(INFORMATION SUPPLIED)
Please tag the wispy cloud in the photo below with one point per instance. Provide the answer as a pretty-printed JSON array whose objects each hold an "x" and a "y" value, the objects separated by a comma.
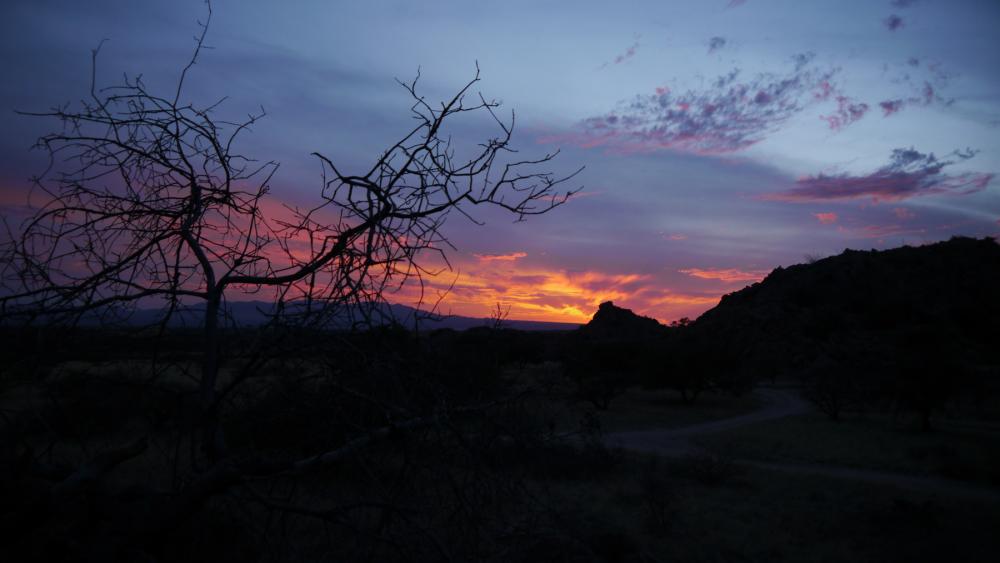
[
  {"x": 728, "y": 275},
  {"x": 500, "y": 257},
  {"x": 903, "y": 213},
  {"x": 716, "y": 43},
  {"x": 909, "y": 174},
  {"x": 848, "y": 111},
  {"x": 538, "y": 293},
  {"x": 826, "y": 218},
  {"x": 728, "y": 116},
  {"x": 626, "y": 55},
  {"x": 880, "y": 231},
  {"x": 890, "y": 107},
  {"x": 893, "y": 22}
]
(End INFORMATION SUPPLIED)
▸ WHAT IS REQUIRED: Quote the entries in full. Any image among them is to be omitted from the copy.

▸ PROBLEM SOLUTION:
Please tag the wispy cloud in the photo below with one point per instance. Provide the answer as a pretty-printed JSON array whose objects each hold an "x" and a "y" value, the objects separated by a comma.
[
  {"x": 728, "y": 275},
  {"x": 500, "y": 257},
  {"x": 903, "y": 213},
  {"x": 716, "y": 43},
  {"x": 909, "y": 174},
  {"x": 848, "y": 111},
  {"x": 538, "y": 293},
  {"x": 826, "y": 218},
  {"x": 728, "y": 116},
  {"x": 626, "y": 55},
  {"x": 880, "y": 231},
  {"x": 890, "y": 107},
  {"x": 893, "y": 22}
]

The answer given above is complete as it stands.